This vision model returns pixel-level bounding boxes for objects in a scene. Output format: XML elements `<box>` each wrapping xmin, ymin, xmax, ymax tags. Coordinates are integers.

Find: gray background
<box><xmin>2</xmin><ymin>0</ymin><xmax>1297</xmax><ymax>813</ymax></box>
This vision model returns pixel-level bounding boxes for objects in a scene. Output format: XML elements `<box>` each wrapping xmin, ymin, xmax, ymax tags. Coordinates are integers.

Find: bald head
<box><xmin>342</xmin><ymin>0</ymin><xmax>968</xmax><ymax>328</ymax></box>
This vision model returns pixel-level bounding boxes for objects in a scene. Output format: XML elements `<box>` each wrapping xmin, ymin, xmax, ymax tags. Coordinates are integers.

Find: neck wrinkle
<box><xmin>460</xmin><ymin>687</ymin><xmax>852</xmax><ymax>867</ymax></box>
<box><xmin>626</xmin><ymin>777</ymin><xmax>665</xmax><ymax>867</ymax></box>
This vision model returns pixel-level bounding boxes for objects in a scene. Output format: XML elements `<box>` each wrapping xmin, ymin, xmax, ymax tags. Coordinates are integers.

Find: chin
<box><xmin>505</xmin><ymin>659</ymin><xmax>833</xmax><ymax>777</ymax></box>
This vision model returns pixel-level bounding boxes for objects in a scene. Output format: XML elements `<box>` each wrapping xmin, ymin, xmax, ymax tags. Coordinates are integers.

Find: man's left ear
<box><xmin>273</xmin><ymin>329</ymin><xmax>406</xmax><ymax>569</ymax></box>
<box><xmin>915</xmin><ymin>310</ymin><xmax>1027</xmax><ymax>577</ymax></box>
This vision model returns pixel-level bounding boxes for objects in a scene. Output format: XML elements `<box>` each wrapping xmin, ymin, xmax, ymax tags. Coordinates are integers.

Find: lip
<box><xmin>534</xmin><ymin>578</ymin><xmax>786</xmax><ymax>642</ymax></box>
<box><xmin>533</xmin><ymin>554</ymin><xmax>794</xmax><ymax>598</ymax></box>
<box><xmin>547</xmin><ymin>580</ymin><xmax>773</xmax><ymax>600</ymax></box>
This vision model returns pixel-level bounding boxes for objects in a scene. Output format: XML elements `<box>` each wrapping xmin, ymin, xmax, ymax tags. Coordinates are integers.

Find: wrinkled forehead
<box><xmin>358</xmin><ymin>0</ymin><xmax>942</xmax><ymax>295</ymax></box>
______
Print the listing above in its entirety, with every line exact.

* _Solution to this exercise_
This vision model returns pixel-level bounding boxes for objects in a scene. Output format: XML elements `<box>` each wrapping xmin, ymin, xmax, ymax tags. Coordinates are integers.

Find: gray background
<box><xmin>2</xmin><ymin>0</ymin><xmax>1297</xmax><ymax>813</ymax></box>
This vision model returns pixel-level bounding boxes for objects in a scene. Output format: XML elements `<box>` each wrapping xmin, ymin, xmax, ymax tags. Coordinates are integers.

Find: bald head
<box><xmin>342</xmin><ymin>0</ymin><xmax>968</xmax><ymax>328</ymax></box>
This vision model returns pixel-level bounding boxes for objects in a scene. Output format: XML elements `<box>` each wrapping xmin, ymin, xmax, ymax tags. Coordinates are integers.

Find: neck wrinkle
<box><xmin>460</xmin><ymin>687</ymin><xmax>852</xmax><ymax>867</ymax></box>
<box><xmin>626</xmin><ymin>777</ymin><xmax>665</xmax><ymax>867</ymax></box>
This vision model returns pixel-level bounding boxes for objects in a scene. Output format: XML elements `<box>` each wrapping xmin, ymin, xmax, ymax tags. Coordinates are integers.

Find: chin
<box><xmin>505</xmin><ymin>659</ymin><xmax>833</xmax><ymax>777</ymax></box>
This vision model returns pixel-level bounding boxes for objects in a scene. Output format: XML elements `<box>` each wrapping xmin, ymin, xmax, ymax tags. Coordinates are integers.

Find: man's left ear
<box><xmin>273</xmin><ymin>329</ymin><xmax>406</xmax><ymax>569</ymax></box>
<box><xmin>915</xmin><ymin>310</ymin><xmax>1027</xmax><ymax>577</ymax></box>
This vision model returns pixel-level bounding boxes for objects in a scene. Output format: XML elements `<box>` each wrapping xmin, ymin, xmax, ymax tags. Coordinates are integers.

Find: lip
<box><xmin>534</xmin><ymin>578</ymin><xmax>786</xmax><ymax>642</ymax></box>
<box><xmin>533</xmin><ymin>554</ymin><xmax>794</xmax><ymax>598</ymax></box>
<box><xmin>547</xmin><ymin>580</ymin><xmax>773</xmax><ymax>600</ymax></box>
This vision model returns pixel-level bounding boxes for objects in a scene. Output format: XML elements `<box>` each wrapping xmin, ymin, xmax, ymax tags. Coordinates are integers.

Find: wrinkled forehead
<box><xmin>358</xmin><ymin>0</ymin><xmax>942</xmax><ymax>295</ymax></box>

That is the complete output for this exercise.